··· Provided entries ···
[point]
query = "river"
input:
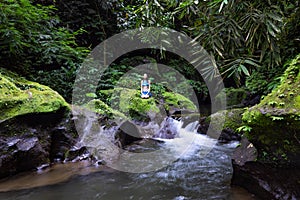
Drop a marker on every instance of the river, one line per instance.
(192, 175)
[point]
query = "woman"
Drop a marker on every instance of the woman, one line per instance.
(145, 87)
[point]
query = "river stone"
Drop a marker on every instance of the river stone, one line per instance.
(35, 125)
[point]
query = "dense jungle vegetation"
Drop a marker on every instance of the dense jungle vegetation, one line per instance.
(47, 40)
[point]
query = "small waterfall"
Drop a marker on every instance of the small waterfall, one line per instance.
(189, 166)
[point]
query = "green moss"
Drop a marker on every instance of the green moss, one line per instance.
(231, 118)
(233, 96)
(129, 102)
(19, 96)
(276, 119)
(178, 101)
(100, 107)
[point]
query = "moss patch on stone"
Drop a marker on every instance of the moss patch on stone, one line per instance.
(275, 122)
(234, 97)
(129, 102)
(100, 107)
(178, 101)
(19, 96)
···
··· Provided entries ···
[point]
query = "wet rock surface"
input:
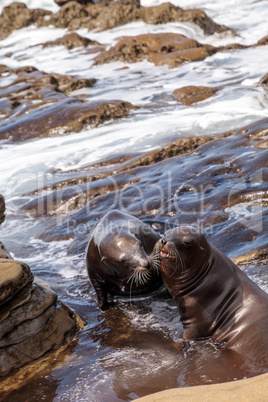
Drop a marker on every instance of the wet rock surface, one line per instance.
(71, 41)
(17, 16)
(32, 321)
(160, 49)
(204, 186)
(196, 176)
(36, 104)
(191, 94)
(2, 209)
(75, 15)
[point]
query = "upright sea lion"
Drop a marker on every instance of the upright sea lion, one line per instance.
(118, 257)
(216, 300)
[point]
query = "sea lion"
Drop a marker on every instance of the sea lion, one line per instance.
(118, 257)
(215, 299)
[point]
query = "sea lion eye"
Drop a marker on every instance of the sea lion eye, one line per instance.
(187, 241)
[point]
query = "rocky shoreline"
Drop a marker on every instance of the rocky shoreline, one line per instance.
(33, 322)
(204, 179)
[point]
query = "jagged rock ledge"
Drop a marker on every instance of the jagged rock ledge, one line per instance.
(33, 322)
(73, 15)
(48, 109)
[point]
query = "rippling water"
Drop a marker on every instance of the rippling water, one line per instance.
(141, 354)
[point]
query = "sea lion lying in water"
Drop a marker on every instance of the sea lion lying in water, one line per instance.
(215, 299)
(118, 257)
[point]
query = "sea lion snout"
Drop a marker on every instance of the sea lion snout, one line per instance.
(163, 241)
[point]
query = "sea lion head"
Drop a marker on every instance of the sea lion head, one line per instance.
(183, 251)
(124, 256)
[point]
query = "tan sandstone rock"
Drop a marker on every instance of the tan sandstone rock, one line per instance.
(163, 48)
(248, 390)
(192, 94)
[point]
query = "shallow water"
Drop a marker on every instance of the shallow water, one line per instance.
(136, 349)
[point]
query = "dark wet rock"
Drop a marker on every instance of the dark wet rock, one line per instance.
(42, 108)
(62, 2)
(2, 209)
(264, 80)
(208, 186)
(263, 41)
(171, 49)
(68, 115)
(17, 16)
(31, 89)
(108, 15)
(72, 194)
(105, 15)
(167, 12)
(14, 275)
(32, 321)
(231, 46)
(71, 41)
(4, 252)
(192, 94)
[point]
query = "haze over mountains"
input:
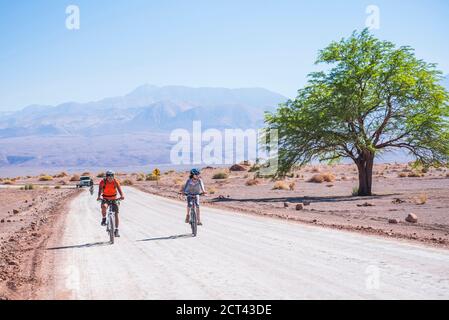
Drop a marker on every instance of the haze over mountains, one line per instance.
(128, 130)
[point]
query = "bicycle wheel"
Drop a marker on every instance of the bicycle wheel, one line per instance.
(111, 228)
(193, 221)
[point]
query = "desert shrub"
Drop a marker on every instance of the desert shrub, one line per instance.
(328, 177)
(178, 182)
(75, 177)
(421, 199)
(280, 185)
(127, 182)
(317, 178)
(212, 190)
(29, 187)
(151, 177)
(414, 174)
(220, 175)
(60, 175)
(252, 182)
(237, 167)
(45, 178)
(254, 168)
···
··· Provided entries ···
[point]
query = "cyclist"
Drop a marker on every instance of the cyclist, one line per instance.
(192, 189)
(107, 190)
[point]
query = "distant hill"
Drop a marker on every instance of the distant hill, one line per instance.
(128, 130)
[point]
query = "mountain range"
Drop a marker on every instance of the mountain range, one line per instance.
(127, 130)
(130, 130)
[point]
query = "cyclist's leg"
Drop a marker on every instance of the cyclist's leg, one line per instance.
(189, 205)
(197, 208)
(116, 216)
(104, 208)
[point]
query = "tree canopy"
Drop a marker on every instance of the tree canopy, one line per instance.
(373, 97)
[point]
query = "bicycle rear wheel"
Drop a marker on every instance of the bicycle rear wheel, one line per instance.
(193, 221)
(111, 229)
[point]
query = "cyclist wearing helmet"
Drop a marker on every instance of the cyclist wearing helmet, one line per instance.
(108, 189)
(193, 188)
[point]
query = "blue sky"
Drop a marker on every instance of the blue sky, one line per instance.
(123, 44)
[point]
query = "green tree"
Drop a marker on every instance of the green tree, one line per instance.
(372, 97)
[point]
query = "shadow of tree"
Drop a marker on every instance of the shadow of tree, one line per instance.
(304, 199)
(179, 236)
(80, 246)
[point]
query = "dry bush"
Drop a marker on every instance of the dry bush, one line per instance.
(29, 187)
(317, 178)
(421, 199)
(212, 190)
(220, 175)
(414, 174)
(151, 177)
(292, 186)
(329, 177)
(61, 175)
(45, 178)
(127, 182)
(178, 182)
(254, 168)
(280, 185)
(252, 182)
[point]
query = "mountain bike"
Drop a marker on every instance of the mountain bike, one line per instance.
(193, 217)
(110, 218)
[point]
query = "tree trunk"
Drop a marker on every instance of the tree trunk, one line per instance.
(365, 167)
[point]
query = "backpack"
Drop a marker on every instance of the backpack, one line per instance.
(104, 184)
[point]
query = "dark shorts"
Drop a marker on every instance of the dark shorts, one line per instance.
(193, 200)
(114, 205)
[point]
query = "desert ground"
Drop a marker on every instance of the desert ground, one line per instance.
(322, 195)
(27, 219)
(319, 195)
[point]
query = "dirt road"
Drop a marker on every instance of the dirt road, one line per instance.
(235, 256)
···
| Goal of the exercise |
Return every line of the listing above that contains the word "jungle", treating uppercase and lowercase as different.

| Task answer |
query = "dense jungle vegetation"
Drop a marker on every instance of the dense jungle vegetation, one line per instance.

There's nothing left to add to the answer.